Material provided

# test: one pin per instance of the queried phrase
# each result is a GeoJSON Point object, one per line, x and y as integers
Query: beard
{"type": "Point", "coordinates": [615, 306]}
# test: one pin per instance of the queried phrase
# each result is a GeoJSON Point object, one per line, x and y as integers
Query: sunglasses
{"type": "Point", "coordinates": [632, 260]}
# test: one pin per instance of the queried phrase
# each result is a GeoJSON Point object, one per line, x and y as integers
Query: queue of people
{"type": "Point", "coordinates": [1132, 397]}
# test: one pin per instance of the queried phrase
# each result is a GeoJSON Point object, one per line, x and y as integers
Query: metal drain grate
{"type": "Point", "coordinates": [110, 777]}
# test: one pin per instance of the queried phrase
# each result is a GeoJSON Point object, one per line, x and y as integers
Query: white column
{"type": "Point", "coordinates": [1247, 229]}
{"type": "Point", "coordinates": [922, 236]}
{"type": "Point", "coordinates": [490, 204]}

Given problem
Render each line of the material above as a Markdown table with the columns Row and Line, numbering the rows in order and skipping blank lines.

Answer
| Row | Line |
|---|---|
| 1 | # test: one pin per instance of the queried phrase |
| 2 | # each result is a GeoJSON Point object, one per line, x and y as integers |
| 3 | Query: beard |
| 4 | {"type": "Point", "coordinates": [615, 306]} |
| 5 | # test: one pin per instance of the queried phrase |
| 6 | # each result is a GeoJSON Point object, one per line, x and y as integers |
| 7 | Query: sunglasses |
| 8 | {"type": "Point", "coordinates": [632, 260]} |
| 9 | # test: one pin per instance of the queried phrase |
| 10 | # each result is a GeoJSON Point object, one per line, x and y as integers |
| 11 | Query: queue of people |
| 12 | {"type": "Point", "coordinates": [1132, 397]} |
| 13 | # test: one pin per instance of the queried phrase |
| 14 | # each result is a GeoJSON Point object, one per line, x and y as integers |
| 15 | Query: metal drain grate |
| 16 | {"type": "Point", "coordinates": [110, 777]} |
| 17 | # test: one pin per instance of the queried phrase |
| 18 | # each result is a GeoJSON Point object, one per line, x and y as integers |
| 19 | Query: white column |
| 20 | {"type": "Point", "coordinates": [1247, 229]} |
| 21 | {"type": "Point", "coordinates": [922, 236]} |
| 22 | {"type": "Point", "coordinates": [490, 204]} |